(Data entries)
============================================================

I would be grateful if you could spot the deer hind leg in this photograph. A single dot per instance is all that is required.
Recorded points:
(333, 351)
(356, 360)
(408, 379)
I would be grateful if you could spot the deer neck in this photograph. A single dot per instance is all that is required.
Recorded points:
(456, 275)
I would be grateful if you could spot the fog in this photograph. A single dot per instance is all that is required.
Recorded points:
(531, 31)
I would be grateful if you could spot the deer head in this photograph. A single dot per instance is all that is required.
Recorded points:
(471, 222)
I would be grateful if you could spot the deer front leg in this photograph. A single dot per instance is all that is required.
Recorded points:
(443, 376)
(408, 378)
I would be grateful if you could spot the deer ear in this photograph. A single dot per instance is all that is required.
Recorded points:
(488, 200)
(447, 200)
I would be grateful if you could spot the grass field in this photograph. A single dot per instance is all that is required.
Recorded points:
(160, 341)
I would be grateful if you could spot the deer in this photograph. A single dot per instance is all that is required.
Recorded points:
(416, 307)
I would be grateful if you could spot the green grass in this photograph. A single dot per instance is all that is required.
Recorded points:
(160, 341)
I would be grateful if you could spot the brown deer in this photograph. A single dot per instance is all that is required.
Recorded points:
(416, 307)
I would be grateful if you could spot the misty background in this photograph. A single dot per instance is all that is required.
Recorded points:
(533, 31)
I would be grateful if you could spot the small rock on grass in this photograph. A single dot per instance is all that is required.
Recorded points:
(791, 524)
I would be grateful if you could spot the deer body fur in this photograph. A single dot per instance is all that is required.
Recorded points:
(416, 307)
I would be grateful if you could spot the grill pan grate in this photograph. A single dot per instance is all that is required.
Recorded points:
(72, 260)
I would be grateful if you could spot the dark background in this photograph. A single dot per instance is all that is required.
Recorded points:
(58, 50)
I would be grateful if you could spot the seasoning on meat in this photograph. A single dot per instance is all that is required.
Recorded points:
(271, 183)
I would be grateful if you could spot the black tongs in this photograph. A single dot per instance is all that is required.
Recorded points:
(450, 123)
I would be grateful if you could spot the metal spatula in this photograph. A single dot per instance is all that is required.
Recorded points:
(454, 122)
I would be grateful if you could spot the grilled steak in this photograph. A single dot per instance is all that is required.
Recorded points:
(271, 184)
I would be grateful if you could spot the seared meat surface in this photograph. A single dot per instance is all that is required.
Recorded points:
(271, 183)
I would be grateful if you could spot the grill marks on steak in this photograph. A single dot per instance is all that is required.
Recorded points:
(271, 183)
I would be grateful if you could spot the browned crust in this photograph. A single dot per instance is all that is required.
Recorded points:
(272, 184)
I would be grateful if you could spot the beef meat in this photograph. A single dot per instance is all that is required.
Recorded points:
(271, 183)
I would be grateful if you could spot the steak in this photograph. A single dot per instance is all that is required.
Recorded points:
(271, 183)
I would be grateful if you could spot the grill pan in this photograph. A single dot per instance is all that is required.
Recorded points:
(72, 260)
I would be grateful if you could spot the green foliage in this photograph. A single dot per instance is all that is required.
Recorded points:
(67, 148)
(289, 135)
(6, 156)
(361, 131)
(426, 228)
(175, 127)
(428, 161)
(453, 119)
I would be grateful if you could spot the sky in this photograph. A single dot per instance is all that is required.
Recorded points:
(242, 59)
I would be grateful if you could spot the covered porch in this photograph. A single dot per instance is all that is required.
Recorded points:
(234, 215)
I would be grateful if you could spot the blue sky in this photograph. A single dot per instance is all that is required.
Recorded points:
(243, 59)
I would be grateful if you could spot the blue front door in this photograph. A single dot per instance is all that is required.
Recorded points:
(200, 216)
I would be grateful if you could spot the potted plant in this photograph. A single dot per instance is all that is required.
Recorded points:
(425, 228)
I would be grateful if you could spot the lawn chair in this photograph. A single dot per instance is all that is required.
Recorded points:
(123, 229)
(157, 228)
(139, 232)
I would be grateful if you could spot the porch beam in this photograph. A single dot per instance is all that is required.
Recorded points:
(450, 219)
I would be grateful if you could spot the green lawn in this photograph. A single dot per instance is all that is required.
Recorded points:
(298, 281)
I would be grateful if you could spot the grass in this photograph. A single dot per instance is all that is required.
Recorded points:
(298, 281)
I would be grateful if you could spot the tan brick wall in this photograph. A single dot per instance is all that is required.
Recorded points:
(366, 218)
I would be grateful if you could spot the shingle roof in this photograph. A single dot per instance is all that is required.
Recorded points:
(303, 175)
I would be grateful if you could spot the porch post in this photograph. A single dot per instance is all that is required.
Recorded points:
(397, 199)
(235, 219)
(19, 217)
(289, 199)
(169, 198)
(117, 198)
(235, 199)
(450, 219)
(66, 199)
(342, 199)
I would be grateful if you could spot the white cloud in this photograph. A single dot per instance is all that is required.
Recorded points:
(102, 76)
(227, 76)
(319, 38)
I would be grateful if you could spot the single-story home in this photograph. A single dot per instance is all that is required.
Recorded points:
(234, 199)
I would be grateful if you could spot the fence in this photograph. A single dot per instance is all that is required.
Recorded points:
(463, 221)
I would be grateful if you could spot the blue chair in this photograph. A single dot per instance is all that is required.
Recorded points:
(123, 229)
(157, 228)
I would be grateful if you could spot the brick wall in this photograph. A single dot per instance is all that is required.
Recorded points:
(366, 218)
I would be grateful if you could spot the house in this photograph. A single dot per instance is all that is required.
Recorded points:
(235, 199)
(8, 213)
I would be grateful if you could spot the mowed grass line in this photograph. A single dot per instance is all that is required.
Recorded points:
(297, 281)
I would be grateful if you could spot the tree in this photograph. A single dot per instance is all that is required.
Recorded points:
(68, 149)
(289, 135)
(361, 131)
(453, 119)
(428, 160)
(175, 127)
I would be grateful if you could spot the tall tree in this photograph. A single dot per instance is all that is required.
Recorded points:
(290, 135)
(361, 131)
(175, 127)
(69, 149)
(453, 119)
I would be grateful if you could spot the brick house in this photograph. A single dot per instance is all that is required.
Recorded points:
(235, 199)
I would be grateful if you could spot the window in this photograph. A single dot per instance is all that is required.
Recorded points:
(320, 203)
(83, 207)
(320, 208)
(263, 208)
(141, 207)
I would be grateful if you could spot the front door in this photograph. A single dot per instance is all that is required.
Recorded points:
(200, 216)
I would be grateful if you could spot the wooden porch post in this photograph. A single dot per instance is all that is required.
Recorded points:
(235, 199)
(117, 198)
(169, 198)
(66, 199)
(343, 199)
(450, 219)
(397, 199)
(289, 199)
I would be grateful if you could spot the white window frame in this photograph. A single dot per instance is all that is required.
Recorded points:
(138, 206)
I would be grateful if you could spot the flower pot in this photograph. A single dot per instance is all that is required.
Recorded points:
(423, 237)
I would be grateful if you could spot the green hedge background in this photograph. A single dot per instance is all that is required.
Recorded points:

============================================================

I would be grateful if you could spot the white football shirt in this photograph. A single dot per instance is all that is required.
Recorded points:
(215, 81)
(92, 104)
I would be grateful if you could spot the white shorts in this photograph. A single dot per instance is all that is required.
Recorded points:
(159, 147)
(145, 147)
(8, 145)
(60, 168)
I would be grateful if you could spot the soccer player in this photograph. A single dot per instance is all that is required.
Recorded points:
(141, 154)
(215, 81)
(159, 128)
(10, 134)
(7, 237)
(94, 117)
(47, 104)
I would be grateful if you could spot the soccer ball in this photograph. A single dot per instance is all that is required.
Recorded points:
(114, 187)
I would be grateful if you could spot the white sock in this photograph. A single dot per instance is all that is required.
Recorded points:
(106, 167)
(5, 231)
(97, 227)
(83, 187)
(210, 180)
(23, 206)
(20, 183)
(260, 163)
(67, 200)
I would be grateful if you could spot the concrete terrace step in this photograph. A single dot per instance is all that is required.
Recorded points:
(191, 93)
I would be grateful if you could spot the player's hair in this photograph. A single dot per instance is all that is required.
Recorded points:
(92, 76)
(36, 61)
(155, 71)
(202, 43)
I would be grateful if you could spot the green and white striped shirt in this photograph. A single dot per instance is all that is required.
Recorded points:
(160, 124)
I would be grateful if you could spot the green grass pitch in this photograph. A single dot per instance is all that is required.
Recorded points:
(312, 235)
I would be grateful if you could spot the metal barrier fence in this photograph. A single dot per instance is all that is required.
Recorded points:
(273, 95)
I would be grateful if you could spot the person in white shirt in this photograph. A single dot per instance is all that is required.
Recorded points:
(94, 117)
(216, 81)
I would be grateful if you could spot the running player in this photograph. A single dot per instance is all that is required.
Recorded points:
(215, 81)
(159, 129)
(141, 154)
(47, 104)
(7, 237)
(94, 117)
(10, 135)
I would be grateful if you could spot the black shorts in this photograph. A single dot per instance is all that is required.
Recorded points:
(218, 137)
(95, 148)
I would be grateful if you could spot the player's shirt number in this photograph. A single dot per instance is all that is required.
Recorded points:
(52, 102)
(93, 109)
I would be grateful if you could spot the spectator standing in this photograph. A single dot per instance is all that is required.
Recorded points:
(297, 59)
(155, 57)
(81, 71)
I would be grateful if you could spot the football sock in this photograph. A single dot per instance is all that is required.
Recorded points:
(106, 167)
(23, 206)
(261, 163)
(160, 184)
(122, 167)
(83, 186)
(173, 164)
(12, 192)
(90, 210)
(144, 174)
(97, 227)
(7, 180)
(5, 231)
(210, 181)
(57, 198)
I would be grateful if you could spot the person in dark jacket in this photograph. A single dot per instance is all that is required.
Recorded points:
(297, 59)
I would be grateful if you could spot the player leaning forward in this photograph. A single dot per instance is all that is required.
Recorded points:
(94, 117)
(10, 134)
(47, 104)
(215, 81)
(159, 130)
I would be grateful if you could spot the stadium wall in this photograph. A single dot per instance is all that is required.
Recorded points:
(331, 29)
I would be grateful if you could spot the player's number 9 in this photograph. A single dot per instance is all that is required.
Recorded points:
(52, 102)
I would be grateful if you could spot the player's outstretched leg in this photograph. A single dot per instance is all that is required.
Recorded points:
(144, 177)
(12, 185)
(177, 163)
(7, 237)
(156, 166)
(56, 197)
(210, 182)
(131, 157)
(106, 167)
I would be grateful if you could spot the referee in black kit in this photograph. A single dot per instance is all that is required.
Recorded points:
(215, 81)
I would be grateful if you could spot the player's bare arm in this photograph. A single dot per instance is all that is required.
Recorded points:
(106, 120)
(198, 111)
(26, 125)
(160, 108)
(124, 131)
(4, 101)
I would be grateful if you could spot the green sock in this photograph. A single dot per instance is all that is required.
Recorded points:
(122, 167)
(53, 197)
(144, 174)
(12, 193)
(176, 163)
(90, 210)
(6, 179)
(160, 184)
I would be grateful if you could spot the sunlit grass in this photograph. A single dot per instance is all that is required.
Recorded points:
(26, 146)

============================================================

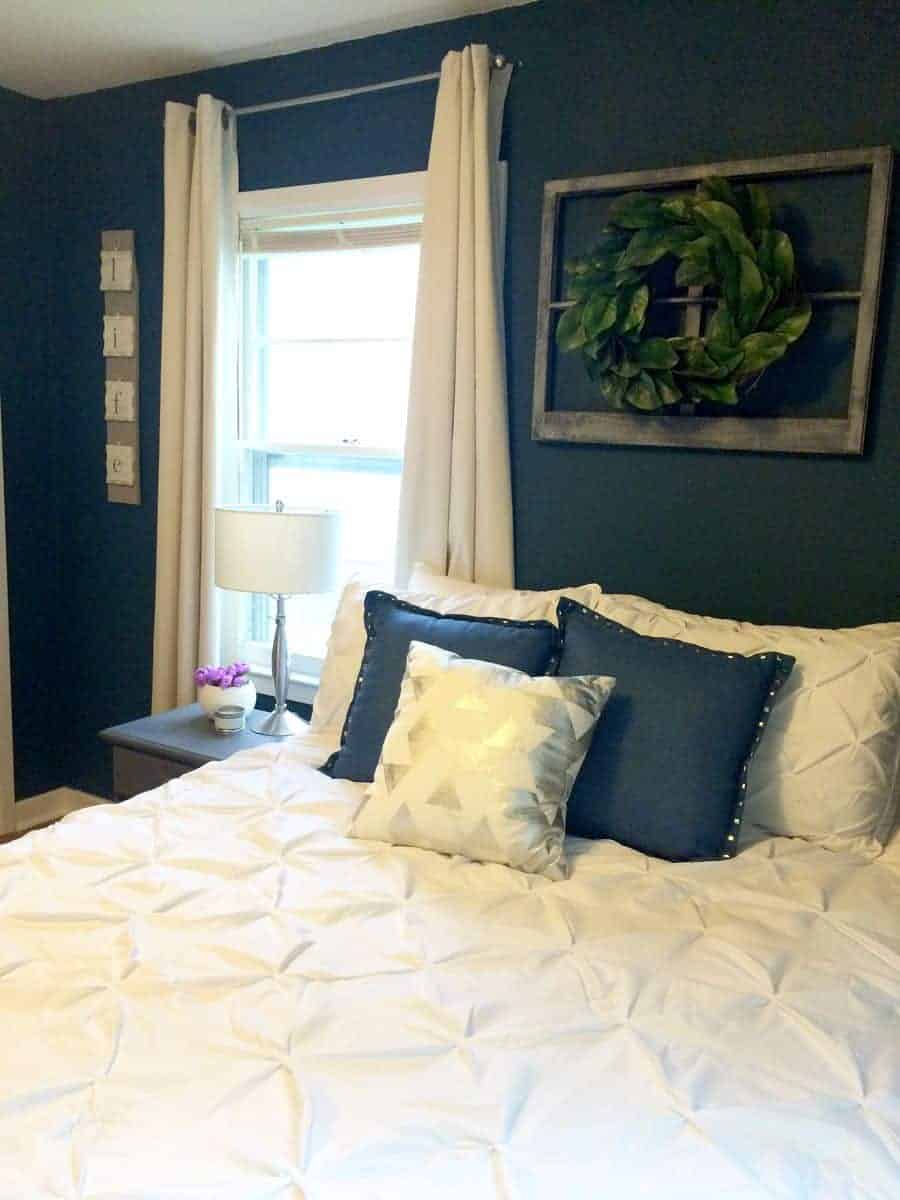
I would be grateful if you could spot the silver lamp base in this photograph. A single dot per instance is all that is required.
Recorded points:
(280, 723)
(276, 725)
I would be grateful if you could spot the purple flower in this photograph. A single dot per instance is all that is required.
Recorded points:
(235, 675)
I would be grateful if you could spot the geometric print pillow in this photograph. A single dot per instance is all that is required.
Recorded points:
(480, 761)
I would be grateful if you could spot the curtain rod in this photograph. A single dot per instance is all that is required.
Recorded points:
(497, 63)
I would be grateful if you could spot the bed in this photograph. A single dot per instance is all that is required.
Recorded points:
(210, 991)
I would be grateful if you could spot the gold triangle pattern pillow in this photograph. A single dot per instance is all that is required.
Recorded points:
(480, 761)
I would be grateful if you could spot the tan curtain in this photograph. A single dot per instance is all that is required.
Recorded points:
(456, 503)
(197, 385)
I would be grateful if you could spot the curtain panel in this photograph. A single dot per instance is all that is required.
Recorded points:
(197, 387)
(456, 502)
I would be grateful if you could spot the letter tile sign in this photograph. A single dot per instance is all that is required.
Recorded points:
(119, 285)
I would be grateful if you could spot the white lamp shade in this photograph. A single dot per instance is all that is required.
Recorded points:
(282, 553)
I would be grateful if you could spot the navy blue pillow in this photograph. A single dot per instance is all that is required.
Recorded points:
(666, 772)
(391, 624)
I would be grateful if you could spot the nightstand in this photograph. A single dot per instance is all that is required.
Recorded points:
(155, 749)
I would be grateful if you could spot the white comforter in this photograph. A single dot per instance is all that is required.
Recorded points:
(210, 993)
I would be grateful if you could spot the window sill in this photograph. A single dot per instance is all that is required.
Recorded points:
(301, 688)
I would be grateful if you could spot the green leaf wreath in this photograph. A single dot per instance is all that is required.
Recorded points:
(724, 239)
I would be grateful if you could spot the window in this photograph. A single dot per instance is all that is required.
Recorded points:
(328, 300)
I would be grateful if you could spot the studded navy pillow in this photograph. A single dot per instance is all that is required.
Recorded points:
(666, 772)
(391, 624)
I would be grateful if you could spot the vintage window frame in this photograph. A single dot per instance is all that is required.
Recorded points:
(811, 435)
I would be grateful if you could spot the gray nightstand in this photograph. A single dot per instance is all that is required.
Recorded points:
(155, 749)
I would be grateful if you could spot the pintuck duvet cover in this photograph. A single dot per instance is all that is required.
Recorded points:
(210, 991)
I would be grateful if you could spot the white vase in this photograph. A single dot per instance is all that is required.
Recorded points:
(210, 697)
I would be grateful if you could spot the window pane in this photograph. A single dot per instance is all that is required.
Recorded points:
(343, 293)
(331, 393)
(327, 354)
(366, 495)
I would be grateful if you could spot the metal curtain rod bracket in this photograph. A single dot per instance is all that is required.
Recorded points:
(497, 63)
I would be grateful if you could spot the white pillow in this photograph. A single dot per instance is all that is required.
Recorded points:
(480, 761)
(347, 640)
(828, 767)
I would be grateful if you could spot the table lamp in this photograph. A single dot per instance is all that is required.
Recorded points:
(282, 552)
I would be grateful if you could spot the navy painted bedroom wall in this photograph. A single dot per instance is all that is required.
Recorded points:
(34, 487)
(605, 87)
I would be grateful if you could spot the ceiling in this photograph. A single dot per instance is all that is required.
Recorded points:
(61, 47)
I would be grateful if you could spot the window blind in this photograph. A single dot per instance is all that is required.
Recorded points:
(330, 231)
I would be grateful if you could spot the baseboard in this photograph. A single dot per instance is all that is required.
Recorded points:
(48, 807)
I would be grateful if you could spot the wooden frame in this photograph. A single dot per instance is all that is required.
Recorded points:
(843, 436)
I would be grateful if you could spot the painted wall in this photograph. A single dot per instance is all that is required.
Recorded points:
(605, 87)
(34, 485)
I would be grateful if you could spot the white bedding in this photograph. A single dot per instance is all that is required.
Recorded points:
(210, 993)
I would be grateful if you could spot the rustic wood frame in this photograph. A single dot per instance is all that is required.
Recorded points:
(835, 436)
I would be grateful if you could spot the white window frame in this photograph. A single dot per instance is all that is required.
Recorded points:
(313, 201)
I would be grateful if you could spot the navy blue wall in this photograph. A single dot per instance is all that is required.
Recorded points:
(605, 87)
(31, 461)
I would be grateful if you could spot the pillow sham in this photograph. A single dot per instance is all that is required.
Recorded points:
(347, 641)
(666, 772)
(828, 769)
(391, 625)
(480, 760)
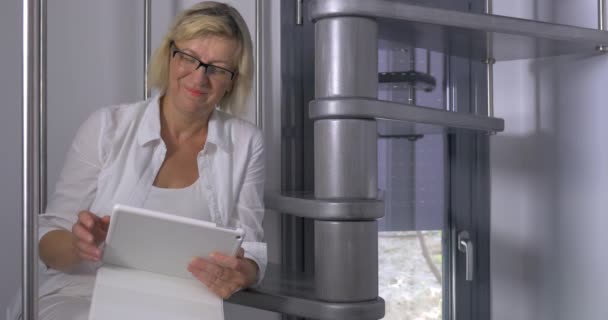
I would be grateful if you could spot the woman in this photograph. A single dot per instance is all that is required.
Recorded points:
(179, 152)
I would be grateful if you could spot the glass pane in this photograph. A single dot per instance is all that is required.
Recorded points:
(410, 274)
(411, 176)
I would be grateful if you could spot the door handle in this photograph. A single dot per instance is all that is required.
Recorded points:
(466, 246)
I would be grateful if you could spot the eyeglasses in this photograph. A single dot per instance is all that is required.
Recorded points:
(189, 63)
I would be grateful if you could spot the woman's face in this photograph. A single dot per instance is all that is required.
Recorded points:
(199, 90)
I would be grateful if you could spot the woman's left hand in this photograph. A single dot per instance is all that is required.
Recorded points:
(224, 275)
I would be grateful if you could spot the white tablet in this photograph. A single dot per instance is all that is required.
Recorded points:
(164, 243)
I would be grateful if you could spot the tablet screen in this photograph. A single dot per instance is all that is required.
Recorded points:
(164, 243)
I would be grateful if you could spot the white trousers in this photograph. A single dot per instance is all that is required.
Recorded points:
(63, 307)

============================================================

▶ Your objective
Give the number of lines above that contain the word "tablet", with no other text.

▶ Problem solution
2